### Objective:
Update the part of the data that opens with the line containing "wine glass base." and closes with the line containing "[[335, 370], [365, 475]]" by rewriting it with "twine rope" replaced by "jute cord" and everything else left unchanged.

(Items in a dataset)
****************

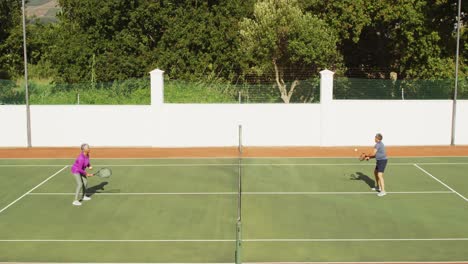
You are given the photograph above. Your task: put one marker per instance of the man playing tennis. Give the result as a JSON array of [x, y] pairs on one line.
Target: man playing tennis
[[79, 172], [381, 157]]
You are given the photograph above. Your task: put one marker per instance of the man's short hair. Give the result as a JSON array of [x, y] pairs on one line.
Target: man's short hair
[[84, 146]]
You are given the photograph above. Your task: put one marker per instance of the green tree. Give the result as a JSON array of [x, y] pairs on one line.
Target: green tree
[[280, 36], [11, 46]]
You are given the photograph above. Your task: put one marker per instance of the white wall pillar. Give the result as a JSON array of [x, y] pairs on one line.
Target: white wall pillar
[[326, 99], [157, 87], [157, 107]]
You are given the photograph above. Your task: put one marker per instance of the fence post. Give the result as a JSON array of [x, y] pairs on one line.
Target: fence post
[[326, 98]]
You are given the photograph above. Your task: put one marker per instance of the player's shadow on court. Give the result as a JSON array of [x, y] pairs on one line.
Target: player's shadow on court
[[359, 176], [96, 188]]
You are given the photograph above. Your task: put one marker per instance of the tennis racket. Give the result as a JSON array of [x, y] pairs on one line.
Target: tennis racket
[[103, 173]]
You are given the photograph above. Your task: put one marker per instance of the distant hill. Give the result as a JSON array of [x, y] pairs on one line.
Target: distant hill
[[44, 10]]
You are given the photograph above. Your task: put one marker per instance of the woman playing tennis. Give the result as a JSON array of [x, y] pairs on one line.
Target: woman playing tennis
[[79, 173]]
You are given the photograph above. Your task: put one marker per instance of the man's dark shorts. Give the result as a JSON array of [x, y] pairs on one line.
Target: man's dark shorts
[[381, 164]]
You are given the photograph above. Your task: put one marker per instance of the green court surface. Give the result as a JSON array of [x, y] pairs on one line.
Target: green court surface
[[185, 211]]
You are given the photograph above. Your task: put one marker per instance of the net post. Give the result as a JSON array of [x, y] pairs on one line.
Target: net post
[[238, 253]]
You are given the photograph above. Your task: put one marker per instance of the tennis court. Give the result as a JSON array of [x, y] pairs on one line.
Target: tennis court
[[186, 210]]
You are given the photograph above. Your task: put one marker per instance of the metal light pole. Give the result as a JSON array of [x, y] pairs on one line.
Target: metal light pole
[[28, 115], [454, 105]]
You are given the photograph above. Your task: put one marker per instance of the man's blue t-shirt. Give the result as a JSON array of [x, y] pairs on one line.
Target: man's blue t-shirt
[[381, 153]]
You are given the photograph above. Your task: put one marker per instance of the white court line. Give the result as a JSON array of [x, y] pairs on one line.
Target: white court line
[[117, 240], [236, 156], [271, 262], [441, 182], [235, 164], [210, 165], [30, 165], [244, 240], [353, 262], [353, 239], [251, 193], [37, 186]]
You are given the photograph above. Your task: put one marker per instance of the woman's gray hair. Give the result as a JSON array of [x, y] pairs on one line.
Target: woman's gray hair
[[84, 146]]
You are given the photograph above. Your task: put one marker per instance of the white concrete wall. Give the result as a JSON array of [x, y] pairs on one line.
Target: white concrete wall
[[98, 125], [13, 126], [330, 123], [461, 125], [412, 123], [217, 125]]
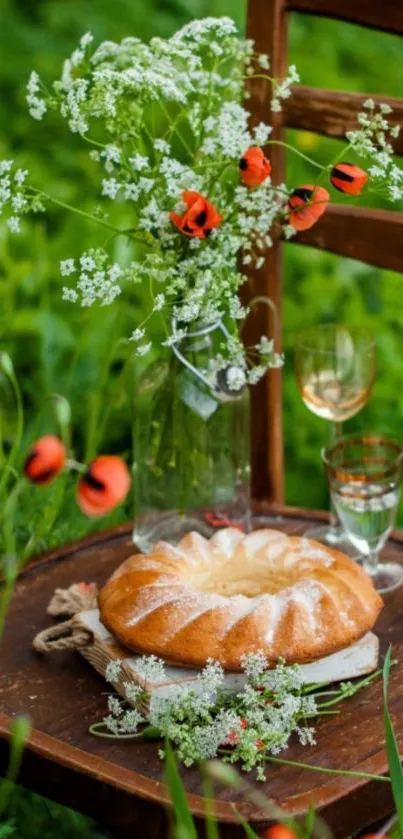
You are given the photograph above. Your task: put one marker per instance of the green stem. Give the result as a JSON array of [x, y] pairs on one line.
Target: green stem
[[348, 772], [296, 151], [18, 435], [179, 133], [86, 215]]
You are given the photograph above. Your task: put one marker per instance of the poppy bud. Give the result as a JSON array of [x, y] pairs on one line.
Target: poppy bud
[[200, 217], [254, 167], [306, 205], [103, 486], [45, 459], [348, 178], [279, 831]]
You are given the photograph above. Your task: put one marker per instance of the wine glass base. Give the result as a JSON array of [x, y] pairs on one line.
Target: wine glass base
[[332, 538], [386, 576]]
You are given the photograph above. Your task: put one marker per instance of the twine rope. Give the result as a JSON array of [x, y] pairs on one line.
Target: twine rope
[[67, 635]]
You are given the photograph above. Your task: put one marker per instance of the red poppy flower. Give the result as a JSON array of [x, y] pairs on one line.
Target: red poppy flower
[[348, 178], [254, 166], [200, 217], [45, 460], [279, 831], [306, 205], [104, 485], [221, 520]]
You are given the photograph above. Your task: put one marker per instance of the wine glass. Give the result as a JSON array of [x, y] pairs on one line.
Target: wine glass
[[335, 370], [365, 475]]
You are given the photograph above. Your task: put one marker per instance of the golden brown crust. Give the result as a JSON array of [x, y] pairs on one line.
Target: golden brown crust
[[288, 596]]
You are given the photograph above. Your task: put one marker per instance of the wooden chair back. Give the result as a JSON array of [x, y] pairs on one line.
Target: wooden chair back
[[372, 236]]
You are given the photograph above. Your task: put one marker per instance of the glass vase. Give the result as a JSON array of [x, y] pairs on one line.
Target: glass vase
[[191, 445]]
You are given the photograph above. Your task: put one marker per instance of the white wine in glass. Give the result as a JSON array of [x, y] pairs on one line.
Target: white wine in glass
[[335, 370]]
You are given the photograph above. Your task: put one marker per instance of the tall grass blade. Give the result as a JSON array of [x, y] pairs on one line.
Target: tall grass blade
[[392, 749], [184, 824]]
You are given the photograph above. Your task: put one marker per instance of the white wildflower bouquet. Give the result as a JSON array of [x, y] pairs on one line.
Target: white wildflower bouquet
[[249, 727], [167, 125]]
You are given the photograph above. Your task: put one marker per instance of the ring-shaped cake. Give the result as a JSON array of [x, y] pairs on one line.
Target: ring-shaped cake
[[220, 598]]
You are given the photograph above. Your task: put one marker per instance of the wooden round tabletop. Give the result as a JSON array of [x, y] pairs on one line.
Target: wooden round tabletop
[[120, 781]]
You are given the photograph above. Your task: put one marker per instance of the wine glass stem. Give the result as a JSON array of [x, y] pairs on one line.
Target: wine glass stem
[[370, 563], [336, 433]]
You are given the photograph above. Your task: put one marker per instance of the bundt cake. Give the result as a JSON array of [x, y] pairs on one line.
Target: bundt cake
[[220, 598]]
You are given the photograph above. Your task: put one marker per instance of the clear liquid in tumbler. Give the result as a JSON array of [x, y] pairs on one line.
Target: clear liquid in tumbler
[[367, 512]]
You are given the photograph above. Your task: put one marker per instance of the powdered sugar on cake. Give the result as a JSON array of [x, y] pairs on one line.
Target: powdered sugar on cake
[[220, 598]]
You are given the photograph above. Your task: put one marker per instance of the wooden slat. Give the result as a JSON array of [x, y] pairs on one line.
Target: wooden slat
[[386, 15], [266, 25], [372, 236], [332, 112]]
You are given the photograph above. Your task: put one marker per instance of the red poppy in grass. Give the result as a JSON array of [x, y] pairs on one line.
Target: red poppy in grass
[[306, 205], [45, 459], [200, 217], [103, 486], [254, 167], [348, 178], [279, 831]]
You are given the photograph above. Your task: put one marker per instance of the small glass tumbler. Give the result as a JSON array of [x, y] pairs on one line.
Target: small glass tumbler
[[365, 476]]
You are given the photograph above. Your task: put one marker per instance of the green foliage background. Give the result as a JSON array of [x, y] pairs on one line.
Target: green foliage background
[[57, 347], [79, 353]]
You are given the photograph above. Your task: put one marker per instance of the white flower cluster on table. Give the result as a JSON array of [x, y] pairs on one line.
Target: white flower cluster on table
[[166, 122], [246, 726]]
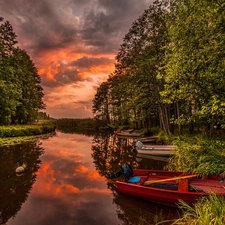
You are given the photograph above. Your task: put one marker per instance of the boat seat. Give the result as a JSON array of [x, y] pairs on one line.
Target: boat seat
[[134, 179]]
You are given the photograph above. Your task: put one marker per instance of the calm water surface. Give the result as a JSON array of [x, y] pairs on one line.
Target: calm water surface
[[65, 183]]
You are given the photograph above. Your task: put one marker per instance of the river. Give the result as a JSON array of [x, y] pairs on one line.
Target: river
[[64, 182]]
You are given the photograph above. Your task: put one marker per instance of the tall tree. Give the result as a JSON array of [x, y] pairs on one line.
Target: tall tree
[[195, 60]]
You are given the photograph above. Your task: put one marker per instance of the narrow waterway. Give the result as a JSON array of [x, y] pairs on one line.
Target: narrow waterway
[[65, 183]]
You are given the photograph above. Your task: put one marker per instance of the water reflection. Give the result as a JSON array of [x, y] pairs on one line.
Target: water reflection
[[65, 182], [109, 153], [14, 189]]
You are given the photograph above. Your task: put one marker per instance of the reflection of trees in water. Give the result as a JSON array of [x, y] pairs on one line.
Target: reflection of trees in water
[[76, 130], [14, 189], [109, 153]]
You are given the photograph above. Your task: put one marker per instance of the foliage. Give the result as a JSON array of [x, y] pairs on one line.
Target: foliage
[[198, 155], [169, 70], [21, 91], [207, 211]]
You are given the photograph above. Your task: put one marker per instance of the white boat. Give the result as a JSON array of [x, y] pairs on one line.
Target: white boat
[[127, 133], [157, 150]]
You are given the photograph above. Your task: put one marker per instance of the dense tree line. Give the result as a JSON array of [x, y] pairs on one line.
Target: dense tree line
[[170, 69], [20, 88]]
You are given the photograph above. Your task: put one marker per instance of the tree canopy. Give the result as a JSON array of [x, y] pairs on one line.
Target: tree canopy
[[20, 84], [169, 71]]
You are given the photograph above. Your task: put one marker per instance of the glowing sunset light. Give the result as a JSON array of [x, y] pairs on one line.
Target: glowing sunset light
[[73, 44]]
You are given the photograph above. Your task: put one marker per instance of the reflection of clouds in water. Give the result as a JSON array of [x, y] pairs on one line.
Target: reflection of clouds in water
[[68, 189]]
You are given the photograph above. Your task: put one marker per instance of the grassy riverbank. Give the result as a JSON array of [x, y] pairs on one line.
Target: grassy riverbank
[[15, 134], [203, 155]]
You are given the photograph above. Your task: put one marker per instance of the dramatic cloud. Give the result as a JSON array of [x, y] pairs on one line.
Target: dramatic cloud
[[73, 43]]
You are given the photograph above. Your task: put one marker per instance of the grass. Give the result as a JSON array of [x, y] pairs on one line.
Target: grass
[[199, 155], [16, 134], [207, 211]]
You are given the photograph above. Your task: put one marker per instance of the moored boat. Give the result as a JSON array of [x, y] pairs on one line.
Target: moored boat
[[127, 133], [167, 188]]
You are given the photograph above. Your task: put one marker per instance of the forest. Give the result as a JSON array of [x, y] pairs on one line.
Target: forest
[[169, 70], [20, 84]]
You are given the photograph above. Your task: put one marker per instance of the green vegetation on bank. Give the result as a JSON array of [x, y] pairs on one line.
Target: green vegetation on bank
[[14, 134], [20, 83], [169, 71], [207, 211]]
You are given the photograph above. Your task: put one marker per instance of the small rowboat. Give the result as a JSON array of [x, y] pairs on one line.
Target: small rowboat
[[127, 133], [167, 188], [157, 150]]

****************

### Answer in full:
You are given the photograph above. Your task: put one marker per instance of the wine glass base. Give the result as a JSON array of [x, y] pairs on one line.
Target: wine glass base
[[332, 538], [386, 576]]
You are given the photograph above. Your task: put one marker per instance of the jute cord. Give the result as a JSON array of [x, y] pairs on one line.
Target: jute cord
[[67, 635]]
You are given the photograph above. Your task: put one marker per instance of the red poppy flower. Give the result as a JSON array of [x, y] pairs on one line.
Target: red poppy flower
[[348, 178], [254, 166], [200, 217], [45, 460], [279, 831], [306, 205], [104, 485], [221, 520]]
You are given the photograph above. Your task: put one marker per instance of the wine glass. Give the result as a JSON array of [x, y] pairs on one line.
Target: wine glass
[[335, 370], [365, 475]]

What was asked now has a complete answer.